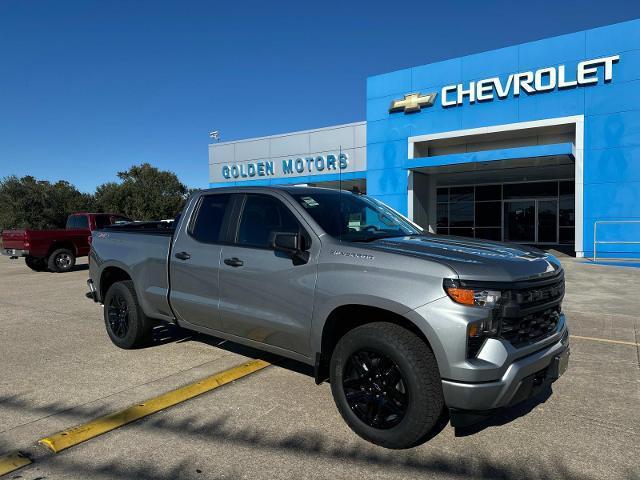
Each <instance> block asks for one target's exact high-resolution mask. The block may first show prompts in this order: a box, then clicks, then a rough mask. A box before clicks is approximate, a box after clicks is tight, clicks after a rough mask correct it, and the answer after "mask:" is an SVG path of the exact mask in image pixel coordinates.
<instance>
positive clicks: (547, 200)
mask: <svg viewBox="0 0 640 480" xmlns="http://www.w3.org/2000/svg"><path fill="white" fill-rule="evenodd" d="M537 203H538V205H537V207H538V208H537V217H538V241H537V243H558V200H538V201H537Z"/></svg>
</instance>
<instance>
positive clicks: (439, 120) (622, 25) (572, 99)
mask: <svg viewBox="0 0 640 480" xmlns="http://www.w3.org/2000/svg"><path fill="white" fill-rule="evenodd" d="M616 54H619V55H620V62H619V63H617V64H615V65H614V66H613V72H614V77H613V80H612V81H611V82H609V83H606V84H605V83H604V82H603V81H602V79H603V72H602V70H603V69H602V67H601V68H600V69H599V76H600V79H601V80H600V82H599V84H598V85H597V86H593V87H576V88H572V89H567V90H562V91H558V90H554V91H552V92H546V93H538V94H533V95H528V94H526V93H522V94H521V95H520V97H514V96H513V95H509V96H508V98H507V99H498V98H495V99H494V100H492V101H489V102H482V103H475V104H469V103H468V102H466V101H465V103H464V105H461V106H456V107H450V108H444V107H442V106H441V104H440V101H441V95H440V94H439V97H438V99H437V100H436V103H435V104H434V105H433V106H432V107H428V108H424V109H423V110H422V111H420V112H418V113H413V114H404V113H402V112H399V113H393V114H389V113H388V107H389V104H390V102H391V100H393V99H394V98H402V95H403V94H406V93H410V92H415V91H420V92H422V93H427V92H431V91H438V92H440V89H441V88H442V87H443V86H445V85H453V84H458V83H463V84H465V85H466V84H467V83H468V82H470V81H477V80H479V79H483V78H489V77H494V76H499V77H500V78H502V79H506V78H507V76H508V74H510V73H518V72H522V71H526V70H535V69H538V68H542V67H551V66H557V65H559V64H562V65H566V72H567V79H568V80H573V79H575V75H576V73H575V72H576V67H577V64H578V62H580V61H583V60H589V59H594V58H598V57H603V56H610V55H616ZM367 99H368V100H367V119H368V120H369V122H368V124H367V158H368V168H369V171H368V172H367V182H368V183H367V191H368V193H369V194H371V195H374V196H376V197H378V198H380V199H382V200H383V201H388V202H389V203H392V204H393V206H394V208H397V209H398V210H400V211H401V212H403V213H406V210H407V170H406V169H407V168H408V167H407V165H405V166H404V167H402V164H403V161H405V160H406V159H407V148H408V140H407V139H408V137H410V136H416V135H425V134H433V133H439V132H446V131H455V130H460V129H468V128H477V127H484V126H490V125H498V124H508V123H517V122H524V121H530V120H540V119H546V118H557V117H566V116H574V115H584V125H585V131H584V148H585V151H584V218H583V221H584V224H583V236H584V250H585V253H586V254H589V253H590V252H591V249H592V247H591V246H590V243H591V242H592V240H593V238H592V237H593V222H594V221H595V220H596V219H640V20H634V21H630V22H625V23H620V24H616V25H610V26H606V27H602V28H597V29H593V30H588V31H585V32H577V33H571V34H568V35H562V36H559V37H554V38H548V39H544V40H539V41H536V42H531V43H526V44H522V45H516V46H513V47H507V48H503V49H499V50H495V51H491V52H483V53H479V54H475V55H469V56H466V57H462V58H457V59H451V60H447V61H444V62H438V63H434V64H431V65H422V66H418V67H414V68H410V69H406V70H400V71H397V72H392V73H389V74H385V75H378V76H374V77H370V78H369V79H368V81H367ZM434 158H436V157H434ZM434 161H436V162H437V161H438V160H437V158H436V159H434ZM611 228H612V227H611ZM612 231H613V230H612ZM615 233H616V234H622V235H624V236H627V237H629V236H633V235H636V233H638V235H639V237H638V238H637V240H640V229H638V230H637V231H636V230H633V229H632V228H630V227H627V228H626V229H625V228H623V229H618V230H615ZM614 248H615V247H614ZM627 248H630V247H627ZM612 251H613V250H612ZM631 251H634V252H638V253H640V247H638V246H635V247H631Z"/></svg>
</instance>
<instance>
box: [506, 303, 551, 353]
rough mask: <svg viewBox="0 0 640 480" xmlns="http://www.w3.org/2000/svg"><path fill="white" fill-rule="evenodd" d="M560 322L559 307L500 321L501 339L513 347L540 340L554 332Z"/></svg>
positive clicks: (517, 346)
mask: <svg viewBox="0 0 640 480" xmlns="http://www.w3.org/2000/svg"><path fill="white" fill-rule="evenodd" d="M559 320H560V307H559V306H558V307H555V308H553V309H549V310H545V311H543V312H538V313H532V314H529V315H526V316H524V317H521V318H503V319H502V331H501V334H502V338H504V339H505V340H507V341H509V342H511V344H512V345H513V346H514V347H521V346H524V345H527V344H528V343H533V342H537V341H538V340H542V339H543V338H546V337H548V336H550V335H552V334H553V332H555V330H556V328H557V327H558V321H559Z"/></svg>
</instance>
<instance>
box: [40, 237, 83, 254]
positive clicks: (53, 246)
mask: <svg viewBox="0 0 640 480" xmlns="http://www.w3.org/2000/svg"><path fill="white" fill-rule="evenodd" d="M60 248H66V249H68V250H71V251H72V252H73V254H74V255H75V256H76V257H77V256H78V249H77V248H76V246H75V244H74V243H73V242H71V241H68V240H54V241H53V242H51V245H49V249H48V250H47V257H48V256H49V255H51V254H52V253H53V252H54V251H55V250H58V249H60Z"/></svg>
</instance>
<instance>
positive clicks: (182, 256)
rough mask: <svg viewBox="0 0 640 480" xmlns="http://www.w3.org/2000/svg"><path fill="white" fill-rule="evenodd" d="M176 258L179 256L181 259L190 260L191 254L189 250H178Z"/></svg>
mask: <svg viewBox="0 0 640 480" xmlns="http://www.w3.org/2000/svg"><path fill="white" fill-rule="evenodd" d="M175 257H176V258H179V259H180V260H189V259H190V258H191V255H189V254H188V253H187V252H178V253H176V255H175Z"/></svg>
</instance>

* * *

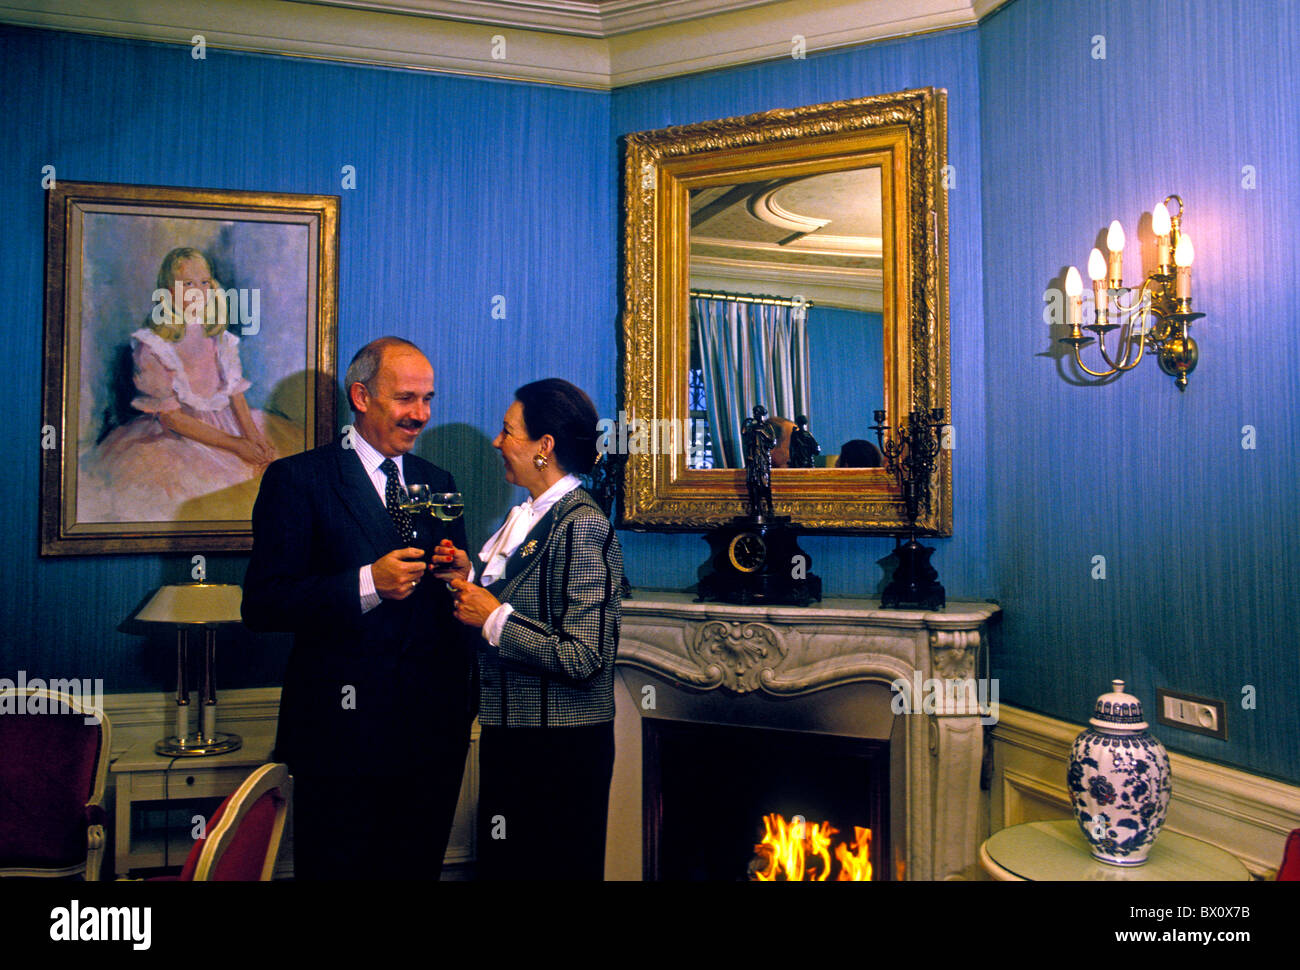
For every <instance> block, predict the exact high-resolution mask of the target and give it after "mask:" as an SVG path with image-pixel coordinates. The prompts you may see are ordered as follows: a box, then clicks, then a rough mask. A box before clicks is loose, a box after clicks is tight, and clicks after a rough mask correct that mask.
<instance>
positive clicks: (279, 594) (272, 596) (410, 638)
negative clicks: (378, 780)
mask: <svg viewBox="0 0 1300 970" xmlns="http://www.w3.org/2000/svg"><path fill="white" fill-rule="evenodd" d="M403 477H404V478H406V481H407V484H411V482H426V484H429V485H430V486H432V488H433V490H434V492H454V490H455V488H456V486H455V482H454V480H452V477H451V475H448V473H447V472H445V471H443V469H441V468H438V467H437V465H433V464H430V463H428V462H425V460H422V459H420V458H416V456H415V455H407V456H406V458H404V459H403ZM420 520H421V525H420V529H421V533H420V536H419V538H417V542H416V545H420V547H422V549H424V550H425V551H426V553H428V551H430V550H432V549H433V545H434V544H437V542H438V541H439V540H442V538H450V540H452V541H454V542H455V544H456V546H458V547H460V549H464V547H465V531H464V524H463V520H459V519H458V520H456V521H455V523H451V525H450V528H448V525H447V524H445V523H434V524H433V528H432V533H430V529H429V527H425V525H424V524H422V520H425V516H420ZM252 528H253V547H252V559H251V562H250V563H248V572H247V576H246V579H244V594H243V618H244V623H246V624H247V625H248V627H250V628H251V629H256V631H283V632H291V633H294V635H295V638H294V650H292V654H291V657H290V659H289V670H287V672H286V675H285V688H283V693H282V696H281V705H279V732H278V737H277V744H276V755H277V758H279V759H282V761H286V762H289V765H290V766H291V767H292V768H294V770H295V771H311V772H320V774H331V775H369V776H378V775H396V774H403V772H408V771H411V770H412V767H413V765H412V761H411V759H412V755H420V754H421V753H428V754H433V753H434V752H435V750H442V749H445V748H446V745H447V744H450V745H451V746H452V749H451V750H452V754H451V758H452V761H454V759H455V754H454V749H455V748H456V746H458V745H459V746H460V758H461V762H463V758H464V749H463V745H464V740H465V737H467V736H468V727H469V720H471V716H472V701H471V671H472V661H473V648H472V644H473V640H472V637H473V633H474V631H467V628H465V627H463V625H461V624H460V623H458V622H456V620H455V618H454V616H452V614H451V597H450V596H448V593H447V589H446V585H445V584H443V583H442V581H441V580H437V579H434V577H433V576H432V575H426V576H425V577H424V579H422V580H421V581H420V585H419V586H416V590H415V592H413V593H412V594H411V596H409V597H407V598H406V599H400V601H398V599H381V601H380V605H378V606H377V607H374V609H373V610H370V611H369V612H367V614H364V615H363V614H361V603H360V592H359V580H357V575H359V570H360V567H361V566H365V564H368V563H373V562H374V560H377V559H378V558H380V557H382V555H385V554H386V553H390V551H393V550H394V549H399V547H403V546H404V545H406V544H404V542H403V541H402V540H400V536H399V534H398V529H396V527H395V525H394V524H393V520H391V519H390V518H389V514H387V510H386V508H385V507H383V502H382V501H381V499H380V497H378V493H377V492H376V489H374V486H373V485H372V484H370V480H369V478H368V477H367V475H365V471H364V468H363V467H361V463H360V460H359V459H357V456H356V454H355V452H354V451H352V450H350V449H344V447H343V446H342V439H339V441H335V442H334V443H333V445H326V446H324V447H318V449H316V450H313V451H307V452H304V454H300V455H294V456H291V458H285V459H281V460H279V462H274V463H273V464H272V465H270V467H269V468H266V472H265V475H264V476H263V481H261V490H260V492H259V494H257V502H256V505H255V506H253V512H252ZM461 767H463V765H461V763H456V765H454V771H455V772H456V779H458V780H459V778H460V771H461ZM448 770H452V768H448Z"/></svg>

**What the task requires**
Return each line of the data that contains the string "resolution".

**Expected answer**
Each <instance> block asks for one target's exact high-resolution mask. The block may first show prompts in this order: a box, then clicks, then a rough mask. A box before clicks is approximate, a box after clicks is tight, clicks after a rough mask correct it, and the answer after "mask:" is an SVG path of the exact mask in image pixel coordinates.
For every <instance> block, predict the exact high-resolution mask of the target and give it after "mask:" as an SVG path with image-pixel coordinates. The prompts you may see are ordered as follows: a box, then clicks, then a rough mask. A box before clicks is loose, a box after clicks is tight, and clicks after a rough mask correct that mask.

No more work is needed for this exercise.